### Description of the task
Arrange the listing lines below as a JSON list of strings, one string per line with blank lines omitted. Begin at the line that has "mask job: window mullion" and stop after the line that has "POLYGON ((100 75, 42 162, 139 149, 100 75))".

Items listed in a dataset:
* Start *
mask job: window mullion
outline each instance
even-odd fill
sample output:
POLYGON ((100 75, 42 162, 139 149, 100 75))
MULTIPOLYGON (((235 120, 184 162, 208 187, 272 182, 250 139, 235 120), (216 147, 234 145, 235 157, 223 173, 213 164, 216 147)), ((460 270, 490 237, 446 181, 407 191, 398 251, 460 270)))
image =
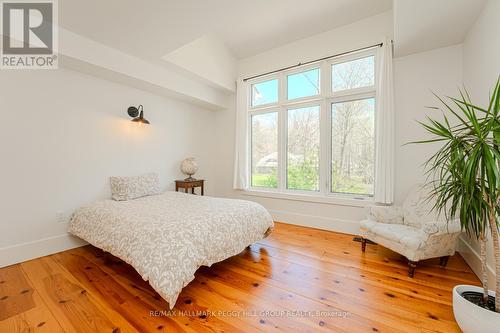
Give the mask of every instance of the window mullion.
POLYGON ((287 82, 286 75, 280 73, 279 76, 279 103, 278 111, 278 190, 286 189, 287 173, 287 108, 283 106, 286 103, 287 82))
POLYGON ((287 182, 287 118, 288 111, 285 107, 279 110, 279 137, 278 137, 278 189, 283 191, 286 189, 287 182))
* End *
* Start *
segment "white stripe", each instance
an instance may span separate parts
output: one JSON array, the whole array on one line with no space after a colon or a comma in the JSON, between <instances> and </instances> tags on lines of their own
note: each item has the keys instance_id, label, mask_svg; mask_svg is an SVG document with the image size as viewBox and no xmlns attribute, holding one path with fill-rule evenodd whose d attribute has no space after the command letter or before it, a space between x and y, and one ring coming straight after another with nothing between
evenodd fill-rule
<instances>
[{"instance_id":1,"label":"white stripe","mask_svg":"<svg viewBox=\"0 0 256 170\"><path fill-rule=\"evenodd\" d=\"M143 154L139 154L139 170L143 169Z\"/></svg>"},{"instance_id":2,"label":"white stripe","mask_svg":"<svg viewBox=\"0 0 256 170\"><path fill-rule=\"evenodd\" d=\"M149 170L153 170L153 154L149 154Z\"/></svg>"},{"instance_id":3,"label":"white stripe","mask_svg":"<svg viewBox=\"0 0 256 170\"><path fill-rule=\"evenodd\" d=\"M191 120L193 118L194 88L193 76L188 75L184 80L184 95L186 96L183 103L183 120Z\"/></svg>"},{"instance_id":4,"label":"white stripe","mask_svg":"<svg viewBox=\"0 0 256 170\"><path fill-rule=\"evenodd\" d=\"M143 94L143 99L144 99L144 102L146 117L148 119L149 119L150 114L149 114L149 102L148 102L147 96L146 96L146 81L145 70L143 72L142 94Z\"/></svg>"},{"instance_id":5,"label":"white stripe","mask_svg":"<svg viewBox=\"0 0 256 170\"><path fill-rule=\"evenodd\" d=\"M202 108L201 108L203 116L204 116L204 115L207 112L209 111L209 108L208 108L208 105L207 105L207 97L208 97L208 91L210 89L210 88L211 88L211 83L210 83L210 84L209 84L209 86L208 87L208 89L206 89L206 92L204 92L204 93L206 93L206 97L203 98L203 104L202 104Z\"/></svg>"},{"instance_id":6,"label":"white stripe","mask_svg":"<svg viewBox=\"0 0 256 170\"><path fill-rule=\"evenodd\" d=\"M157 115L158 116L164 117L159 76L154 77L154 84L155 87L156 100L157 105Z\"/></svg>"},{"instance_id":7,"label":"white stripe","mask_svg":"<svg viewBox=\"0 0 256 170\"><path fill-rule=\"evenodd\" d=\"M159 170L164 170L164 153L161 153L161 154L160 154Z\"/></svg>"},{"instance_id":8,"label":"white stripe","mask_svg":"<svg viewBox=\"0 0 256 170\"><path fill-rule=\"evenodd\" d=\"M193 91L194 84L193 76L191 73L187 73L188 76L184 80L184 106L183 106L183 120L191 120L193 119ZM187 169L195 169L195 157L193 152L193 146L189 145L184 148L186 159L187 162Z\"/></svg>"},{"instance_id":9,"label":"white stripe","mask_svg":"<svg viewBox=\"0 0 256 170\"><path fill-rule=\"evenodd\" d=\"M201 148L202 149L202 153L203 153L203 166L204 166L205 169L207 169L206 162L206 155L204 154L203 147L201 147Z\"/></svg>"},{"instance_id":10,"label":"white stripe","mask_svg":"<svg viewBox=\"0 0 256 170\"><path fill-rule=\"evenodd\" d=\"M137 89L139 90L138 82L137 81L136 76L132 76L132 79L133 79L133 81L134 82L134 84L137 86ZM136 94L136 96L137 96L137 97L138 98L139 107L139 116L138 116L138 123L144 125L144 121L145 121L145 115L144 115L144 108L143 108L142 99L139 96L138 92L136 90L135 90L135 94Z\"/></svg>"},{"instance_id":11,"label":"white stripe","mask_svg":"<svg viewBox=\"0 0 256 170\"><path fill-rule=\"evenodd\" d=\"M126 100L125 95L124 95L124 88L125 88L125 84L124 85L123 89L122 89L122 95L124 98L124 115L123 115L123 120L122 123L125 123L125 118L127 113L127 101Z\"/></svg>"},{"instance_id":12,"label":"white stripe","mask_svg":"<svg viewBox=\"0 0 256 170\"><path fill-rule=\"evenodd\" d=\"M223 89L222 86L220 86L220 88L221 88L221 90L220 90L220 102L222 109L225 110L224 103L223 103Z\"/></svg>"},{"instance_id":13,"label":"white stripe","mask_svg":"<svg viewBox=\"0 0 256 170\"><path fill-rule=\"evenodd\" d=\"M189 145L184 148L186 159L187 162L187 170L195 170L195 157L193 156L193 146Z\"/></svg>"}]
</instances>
* End *
### Reply
[
  "mask job: window mullion",
  "outline each instance",
  "even-odd fill",
  "sample output:",
  "POLYGON ((100 75, 42 162, 139 149, 100 75))"
]